__Passage for review__
--- START ---
As an alum of WFTU and Five Towns College, I can offer some accuracy. The school was intended to be located in that part of Nassau County, but somehow got pushed further east into Suffolk: first in Seaford, and then to the present location in Dix Hills. Exit 50 off I-495.
When I was there between 2009–12 WFTU was run by Bob Stern, who had worked at several stations on the Island including WLIM. He was forced out for some reason in 2013 and passed away in 2014. Another NYC radio person, Gene Free (known on-air as "Gene Michaels") succeeded Bob and oversaw the station until he passed in 2019. The on-campus studio facilities have been upgraded, but as I haven't been to the school in over a decade I haven't seen them.
That pea-shooter signal from Riverhead is an albatross. I'm shocked it took this long for them to decide it wasn't worth keeping (though the Town of Riverhead helped make that call). WFTU should have went internet-only years ago. But the apparent lapse in letting the FCC know the station was silent is really not surprising.
To quote the Church Lady
(HT to Dana Carvey): "Well, isn't that special!"
It's been a long time since I lived on Lawn Guyland, but I had no idea about any of that history. And that 5 page letter from David Cohen is especially special. It reads like a circular firing squad. "We know nutting, they know nutting, nobody knows nutting." Holy moley, does anyone at Five Towns College talk to anyone else at Five Towns College?" (Which is, in fact, 45-or-so miles away from the actual Five Towns, and another 40-or-so away from the radio station they ostensibly own and operate but can't receive OTA.)
--- END ---
(Photo-based referring expression data)
--- START ---
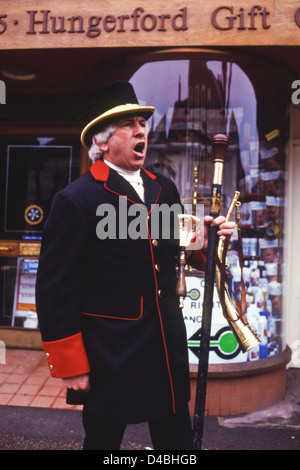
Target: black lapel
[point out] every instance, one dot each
(152, 189)
(118, 185)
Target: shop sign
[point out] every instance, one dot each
(45, 24)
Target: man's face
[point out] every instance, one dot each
(127, 146)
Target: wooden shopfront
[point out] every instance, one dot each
(207, 67)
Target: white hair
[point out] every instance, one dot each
(95, 153)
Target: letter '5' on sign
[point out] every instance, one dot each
(2, 92)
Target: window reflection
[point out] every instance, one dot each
(195, 99)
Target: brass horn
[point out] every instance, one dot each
(246, 336)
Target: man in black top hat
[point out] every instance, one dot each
(108, 312)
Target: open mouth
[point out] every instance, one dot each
(139, 148)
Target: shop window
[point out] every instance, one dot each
(32, 170)
(195, 99)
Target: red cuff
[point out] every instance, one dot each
(66, 357)
(197, 260)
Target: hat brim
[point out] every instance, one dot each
(97, 124)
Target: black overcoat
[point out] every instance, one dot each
(108, 306)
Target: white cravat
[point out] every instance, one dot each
(133, 177)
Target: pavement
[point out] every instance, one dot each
(52, 428)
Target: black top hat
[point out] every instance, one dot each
(110, 101)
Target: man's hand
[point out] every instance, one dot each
(226, 229)
(80, 383)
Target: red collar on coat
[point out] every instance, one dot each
(100, 171)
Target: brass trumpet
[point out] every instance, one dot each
(246, 336)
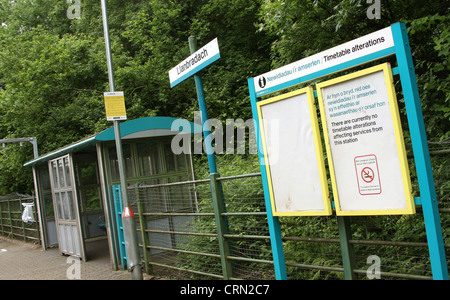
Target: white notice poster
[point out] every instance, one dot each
(294, 158)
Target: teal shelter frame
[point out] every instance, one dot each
(428, 198)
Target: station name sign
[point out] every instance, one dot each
(293, 73)
(194, 63)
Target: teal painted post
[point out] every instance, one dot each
(273, 222)
(204, 112)
(421, 152)
(216, 186)
(348, 255)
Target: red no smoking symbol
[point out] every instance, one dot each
(367, 174)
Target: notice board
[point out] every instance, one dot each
(293, 155)
(364, 141)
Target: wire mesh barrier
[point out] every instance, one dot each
(181, 241)
(11, 223)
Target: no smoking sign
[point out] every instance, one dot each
(367, 175)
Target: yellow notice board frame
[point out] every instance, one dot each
(404, 169)
(327, 210)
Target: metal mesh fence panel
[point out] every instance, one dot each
(179, 221)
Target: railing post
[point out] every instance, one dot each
(222, 225)
(145, 242)
(348, 256)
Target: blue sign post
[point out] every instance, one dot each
(392, 40)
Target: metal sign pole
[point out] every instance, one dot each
(216, 186)
(129, 224)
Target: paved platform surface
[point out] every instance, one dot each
(24, 261)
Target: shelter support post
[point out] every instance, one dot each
(216, 186)
(129, 223)
(348, 256)
(421, 152)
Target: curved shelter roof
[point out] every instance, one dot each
(137, 128)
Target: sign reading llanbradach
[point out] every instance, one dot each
(297, 72)
(194, 63)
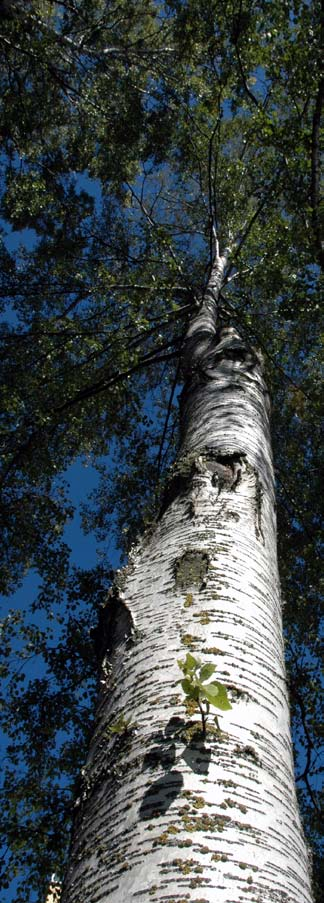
--- END ---
__Work request A__
Can you reproduce the comments about the WFTU radio station word for word, starting at "It's been a" and ending at "can't receive OTA.)"?
__Work request B__
Can you take the comments about the WFTU radio station further, picking up right after their final sentence?

__Written reply A__
It's been a long time since I lived on Lawn Guyland, but I had no idea about any of that history. And that 5 page letter from David Cohen is especially special. It reads like a circular firing squad. "We know nutting, they know nutting, nobody knows nutting." Holy moley, does anyone at Five Towns College talk to anyone else at Five Towns College?" (Which is, in fact, 45-or-so miles away from the actual Five Towns, and another 40-or-so away from the radio station they ostensibly own and operate but can't receive OTA.)

__Written reply B__
Where do I begin? How far away from each other does the current station GM sit from Mr. Cohen? Is the GM out in Riverhead, or on the Dix Hills campus? Do they have working telephones there, or even email? Don't they have any facility set up to monitor the stations? How is it possible that everyone was out of the loop? Should these folks even be allowed to have drivers licenses, much less an FCC license?
And Cohen's letter strikes me as rather disingenuous. The way Eminent Domain works, the government doesn't just come in with a court order, take the station off the air, tear down the towers, and put up their poop elimination plant. The Town of Southampton (according to Cohen's letter to the FCC, not the Town of Riverhead, if I understand this mess correctly) schedules a hearing, hears testimony from the petitioner (presumably the Town management and staff), the land owner (presumably FTC) and any other interested/affected parties. Then the town supervisors vote, on the record, to approve the proposal, deny it, or remand it pending further information.
If the owner (FTC) feels financially shafted and/or that they were denied due process, they have the right to appeal, and/or sue the town in court. The process isn't instantaneous, it takes time to play out, and only once it has all played out is the land seized for the proposed purpose.
Now if the Town truly feels this is an urgent matter, they can do what they should have done in the first place, offer FTC enough money to make it worth their while to sell the land, and assume responsibility for tearing down the towers themselves. But the fact that they put a halt to the process because they needed an Environmental Impact Statement on removing towers, something that you normally do when you propose installing them, not removing them, that makes me even more suspicious. But again, what do I know?
This whole thing just sounds so weird. But ultimately you're right, the college will be much better off without that albatross of a graveyard AM station.